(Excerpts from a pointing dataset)
○ ○ ○ ○ ○ ○ ○
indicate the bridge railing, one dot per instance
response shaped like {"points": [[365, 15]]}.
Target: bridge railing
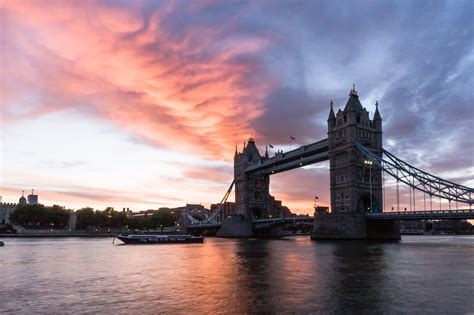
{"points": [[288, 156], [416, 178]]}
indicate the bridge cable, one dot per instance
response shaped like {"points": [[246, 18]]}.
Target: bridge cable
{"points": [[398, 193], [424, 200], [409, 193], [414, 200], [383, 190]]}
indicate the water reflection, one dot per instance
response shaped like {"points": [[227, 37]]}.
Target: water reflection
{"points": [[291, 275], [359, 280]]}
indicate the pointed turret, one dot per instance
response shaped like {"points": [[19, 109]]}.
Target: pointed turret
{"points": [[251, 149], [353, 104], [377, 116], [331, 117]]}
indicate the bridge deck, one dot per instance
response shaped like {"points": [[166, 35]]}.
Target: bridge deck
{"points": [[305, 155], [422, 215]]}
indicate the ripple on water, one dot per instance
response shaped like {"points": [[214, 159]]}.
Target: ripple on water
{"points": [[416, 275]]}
○ ○ ○ ○ ○ ○ ○
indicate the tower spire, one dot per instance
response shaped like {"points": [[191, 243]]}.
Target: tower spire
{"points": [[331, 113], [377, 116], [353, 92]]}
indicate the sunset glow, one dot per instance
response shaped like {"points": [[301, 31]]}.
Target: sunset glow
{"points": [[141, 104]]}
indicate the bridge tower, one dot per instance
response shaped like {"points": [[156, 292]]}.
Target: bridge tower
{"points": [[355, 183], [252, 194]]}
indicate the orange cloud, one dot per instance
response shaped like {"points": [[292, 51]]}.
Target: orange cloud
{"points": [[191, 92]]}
○ ○ ○ ○ ○ ○ ○
List each line above that contains the string "bridge", copying every such line in full.

indicate the bridge railing, one dot per instance
Target: bridge railing
indicate the bridge cable, one dot per instance
Target: bridge cable
indicate the bridge deck, one dot per instance
Target: bridge deck
indicate the bridge tower, one dot per instance
Target: bridge tower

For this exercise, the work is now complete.